» MATERIAL SUPPLIED
begin
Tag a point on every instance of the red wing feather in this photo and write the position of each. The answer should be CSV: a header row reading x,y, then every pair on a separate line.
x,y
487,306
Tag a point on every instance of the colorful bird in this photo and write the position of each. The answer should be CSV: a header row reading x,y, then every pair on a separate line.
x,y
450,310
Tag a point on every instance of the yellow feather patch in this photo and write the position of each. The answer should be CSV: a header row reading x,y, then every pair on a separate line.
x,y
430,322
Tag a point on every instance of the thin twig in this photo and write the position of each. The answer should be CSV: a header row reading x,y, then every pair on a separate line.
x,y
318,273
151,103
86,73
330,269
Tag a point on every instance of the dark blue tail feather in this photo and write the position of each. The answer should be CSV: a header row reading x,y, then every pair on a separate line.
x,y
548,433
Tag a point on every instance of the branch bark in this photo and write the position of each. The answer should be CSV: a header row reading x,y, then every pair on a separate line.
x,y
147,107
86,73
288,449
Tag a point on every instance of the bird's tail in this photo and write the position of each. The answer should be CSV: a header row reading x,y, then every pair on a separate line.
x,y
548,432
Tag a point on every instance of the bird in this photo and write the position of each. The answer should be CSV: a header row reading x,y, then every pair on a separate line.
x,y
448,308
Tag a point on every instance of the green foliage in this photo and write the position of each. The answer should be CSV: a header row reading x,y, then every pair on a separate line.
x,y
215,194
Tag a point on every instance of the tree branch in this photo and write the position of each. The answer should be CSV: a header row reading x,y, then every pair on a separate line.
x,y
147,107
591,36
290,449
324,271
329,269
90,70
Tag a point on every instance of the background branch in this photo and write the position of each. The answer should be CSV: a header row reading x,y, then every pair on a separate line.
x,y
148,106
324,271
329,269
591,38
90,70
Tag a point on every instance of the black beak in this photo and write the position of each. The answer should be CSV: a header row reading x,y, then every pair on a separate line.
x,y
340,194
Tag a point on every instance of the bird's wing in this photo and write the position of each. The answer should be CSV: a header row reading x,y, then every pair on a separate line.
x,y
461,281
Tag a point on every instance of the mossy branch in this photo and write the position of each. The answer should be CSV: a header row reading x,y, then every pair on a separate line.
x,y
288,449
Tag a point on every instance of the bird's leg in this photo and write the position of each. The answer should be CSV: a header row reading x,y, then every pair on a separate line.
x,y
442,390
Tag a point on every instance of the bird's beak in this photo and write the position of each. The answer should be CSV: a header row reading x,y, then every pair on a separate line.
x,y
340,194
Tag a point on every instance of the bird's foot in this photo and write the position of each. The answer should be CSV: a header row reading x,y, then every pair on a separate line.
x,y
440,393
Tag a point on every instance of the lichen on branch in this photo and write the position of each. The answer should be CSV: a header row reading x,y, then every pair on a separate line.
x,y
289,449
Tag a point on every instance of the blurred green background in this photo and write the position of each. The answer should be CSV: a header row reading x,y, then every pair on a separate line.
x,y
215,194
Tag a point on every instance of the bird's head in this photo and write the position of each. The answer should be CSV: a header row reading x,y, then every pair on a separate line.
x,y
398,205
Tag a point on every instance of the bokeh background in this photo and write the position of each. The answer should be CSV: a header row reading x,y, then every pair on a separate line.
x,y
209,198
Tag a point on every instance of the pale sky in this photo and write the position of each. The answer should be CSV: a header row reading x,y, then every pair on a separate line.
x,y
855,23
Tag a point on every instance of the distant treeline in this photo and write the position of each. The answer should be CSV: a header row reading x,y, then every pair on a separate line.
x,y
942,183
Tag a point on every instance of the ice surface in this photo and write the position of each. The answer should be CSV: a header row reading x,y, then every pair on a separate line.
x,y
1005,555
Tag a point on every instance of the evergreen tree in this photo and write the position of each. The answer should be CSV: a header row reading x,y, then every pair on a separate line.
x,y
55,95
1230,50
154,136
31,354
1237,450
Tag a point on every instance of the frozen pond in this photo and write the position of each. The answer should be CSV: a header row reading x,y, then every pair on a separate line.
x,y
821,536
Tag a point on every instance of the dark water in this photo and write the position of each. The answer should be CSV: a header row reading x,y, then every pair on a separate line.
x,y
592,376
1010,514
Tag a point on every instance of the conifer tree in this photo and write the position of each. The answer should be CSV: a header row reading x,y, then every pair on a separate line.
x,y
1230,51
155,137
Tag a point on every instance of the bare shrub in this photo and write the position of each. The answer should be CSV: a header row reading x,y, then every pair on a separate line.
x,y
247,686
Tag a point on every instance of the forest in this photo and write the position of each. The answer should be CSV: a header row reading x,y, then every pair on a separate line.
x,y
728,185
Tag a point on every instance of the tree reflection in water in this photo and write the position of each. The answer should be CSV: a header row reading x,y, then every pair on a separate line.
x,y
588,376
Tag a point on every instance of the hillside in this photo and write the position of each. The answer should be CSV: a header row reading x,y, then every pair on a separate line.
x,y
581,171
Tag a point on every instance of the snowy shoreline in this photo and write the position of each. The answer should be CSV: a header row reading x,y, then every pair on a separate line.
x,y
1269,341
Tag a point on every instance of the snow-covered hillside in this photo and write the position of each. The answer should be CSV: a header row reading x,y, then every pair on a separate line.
end
» TASK PROMPT
The records above should be duplicated in full, exactly as given.

» FINAL RESULT
Tag a point on every instance of the red wing feather in this photo and write the position of each. The answer should be CSV: a header row reading x,y, then every pair on a separate line.
x,y
487,306
Tag a point on every instance of the colorful bird in this photo and write the position of each. The answer should be CSV: a header row reading x,y, then every pair on a separate line.
x,y
450,310
Tag a point on every instance of the yellow feather patch in this photo and write the position of each. The answer should be CSV: a header row reading x,y, then every pair on a separate line.
x,y
430,322
Tag a point on every instance of the thin twig in this photo and write the position of each. The answer should be CSV: a header row reading x,y, then every pair on a separate line.
x,y
318,273
151,103
86,73
330,269
Tag a point on every instance of the dark blue tail feather in this photo and write the position of each. The answer should be CSV: a header row reading x,y, then every pair on a separate line.
x,y
548,433
Tag a point on every instance of the branch bark in this photo and write the position of each. The answer should be CSV: a header row reading x,y, then every pair on a separate line.
x,y
147,107
86,73
288,449
Tag a point on every instance of the bird's tail in this photo and write the position of each. The answer should be CSV: a header row reading x,y, then every pair on a separate line.
x,y
548,432
Tag a point on every instance of the bird in this photo and write the position of each. The answer should be CSV: a header row reading x,y, then every pair on a separate line.
x,y
448,308
Tag a point on every instance of the green foliage in this photo and write the position of each. The answer should be CSV: a header row reading x,y, then every pair on a separate line.
x,y
215,194
Tag a point on every instance of the tree branch in this photo and write the position of each. The answer should be CSV: a header row reading x,y, then every pair on a separate line.
x,y
147,107
591,36
290,449
324,271
329,269
90,70
Tag a point on every instance of the background branch in this photo and write the position of each. The answer should be CSV: a header row reading x,y, then every pair on a separate line.
x,y
148,106
324,271
329,269
591,38
90,70
Tag a point on every instance of the black beak in this photo and write the position of each. The answer should be CSV: a header row reading x,y, then every pair on a separate line.
x,y
340,194
Tag a point on every instance of the bird's wing in this photo and write the position of each. The answer should be CSV: a header row reading x,y, then every pair on a separate line.
x,y
461,281
Tag a point on every instance of the mossy branch in this photo and write the position of each. The answer should be CSV: a header row reading x,y, then every pair on a separate line.
x,y
288,449
Tag a point on every instance of the bird's leg in this photo and write the position of each. The answer should be CSV: a header row reading x,y, then every pair on a separate line.
x,y
442,390
Tag a point on every instance of the bird's beak in this photo and write the position of each. The answer should be CSV: a header row reading x,y, then every pair on a separate line.
x,y
340,194
Tag a point on every instance of the bird's foot in this photo and write the position of each. The answer should be CSV: a header row reading x,y, then every pair on a separate line.
x,y
440,393
Tag a point on every instance of the lichen on branch in this photo and write the position of each. The answer should be CSV: a header row reading x,y, then every pair on a separate line.
x,y
289,449
Tag a point on every instance of the blurred green background in this photo and write the position of each. The answer should be CSV: a header row reading x,y, then every pair on a separate line.
x,y
215,194
Tag a point on every instance of the bird's head in this photo and write the position of each. The answer should be CSV: a header row reading x,y, then every pair on a separate line.
x,y
398,205
Tag a point on every instance of the bokeh background in this photo and write the position of each. The answer should be CSV: a header row reading x,y, then every pair on a separate line.
x,y
209,198
Tag a point on every instance of the pale sky in this photo and write the position of each. The answer should be CSV: a header row reading x,y, then every pair on a separate line.
x,y
855,23
Tag a point on every instance of the distant treeline in this photo and write the position of each. The answer should be CSV: a header row reading x,y, then every pair on a separate line.
x,y
942,183
Tag a point on every instance of the ice surface in this photo and write the position of each. The answer should be CSV: a header row reading x,y, then every pair on a separate line.
x,y
1005,555
Tag a point on every instance of the evergreen tree in this photo and write the position of each. The answer should be CSV: a header row reading x,y, then every pair on a separate line.
x,y
55,95
1230,50
154,136
31,354
1237,450
Tag a point on every instance of the frozen pond in this photo and write the position of each. The answer should be CSV: a header row reading x,y, then every pair on a separate line.
x,y
821,536
Tag a point on every instance of the dark water in this photo and write the position of each. The answer should be CSV: a header row reading x,y, then every pair on a separate line.
x,y
592,376
1010,514
Tag a point on every instance of the conifer tree in this photo and write the position of each. The answer should be CSV: a header row reading x,y, then every pair on a separate line.
x,y
1230,51
155,137
Tag a point on every instance of the bare shrub in this photo and write the position of each. The answer should be CSV: a header row reading x,y, then every pair on a separate line.
x,y
247,686
Tag a point on every instance of the forest in this photo and write the position of each. The answer should be CSV: a header row reading x,y, then every pair on a separate line.
x,y
728,185
Tag a point on every instance of the tree reflection in water in this photo and write the position of each. The answer should be CSV: a header row reading x,y, then every pair on a separate line.
x,y
588,376
Tag a point on every instance of the hillside in this photo and write the position of each. The answer should be CSV: a header row reading x,y, then every pair on a separate line.
x,y
581,171
Tag a point on every instance of the snowy shoreline in this photo and write the position of each. The answer should be CSV: a header row reading x,y, then every pair on a separate line.
x,y
1269,341
Tag a point on every instance of the snow-covered hillside in this photo and write the position of each. The answer should be CSV: a header row reading x,y, then every pair on a separate line.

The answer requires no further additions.